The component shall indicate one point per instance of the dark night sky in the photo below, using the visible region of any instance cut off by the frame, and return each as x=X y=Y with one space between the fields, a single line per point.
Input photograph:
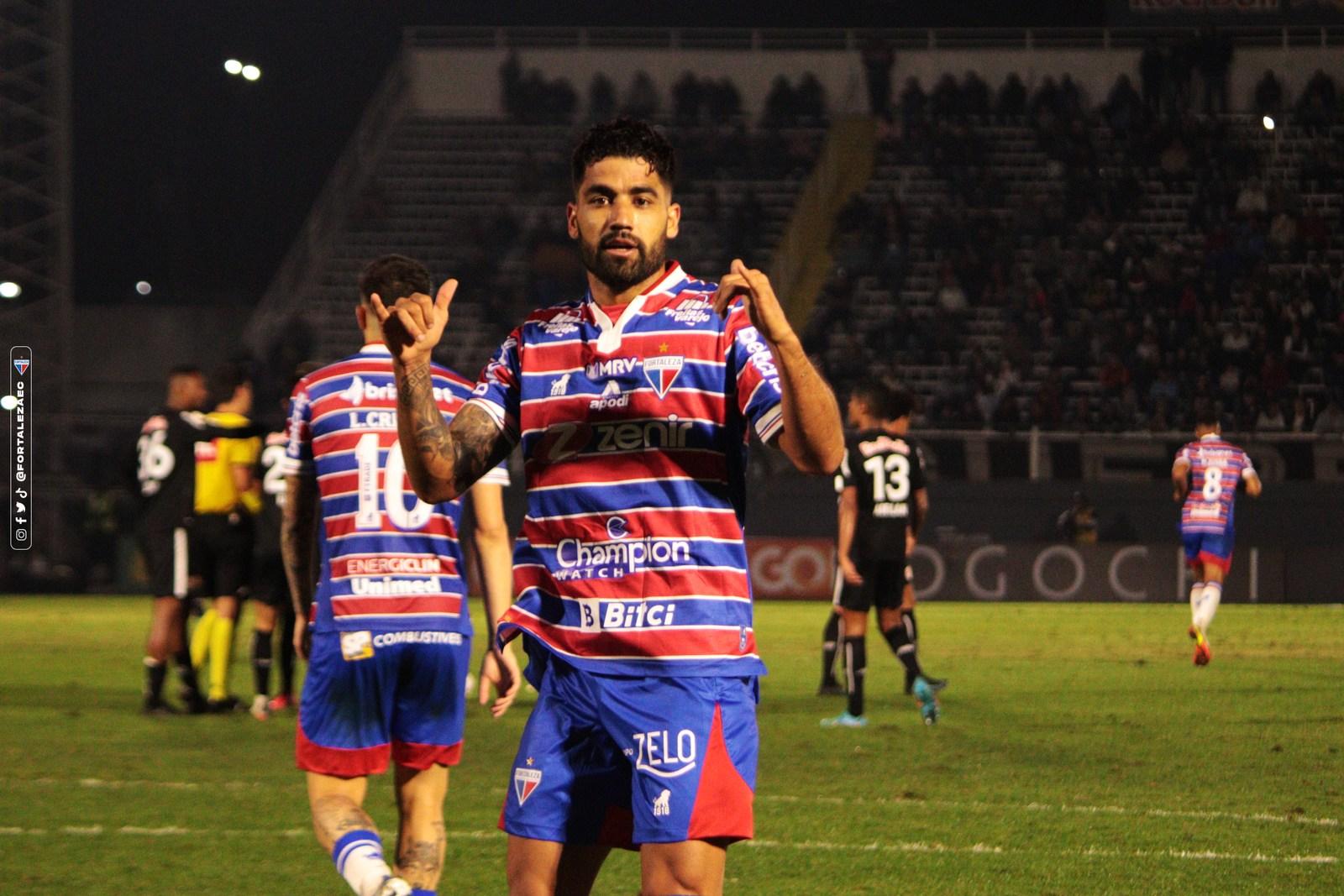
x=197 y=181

§

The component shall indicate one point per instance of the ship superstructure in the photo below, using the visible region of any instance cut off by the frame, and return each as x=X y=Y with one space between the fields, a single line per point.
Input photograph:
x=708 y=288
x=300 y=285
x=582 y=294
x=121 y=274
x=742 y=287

§

Exercise prompt = Express the lines of the records, starting with the line that contains "The component shall indicate one point per instance of the ship" and going on through the line that contains "x=742 y=287", as a JSON list of strings with one string per line and blank lines left out.

Reply to the task =
[
  "The component shall indicate one point per instance of the ship superstructure in the photo below, using the visible region of any instance cut off by the frame, and return each as x=X y=Y with one space between the fields, a single line per point.",
  "Input photograph:",
  "x=708 y=288",
  "x=300 y=285",
  "x=582 y=294",
  "x=121 y=274",
  "x=742 y=287"
]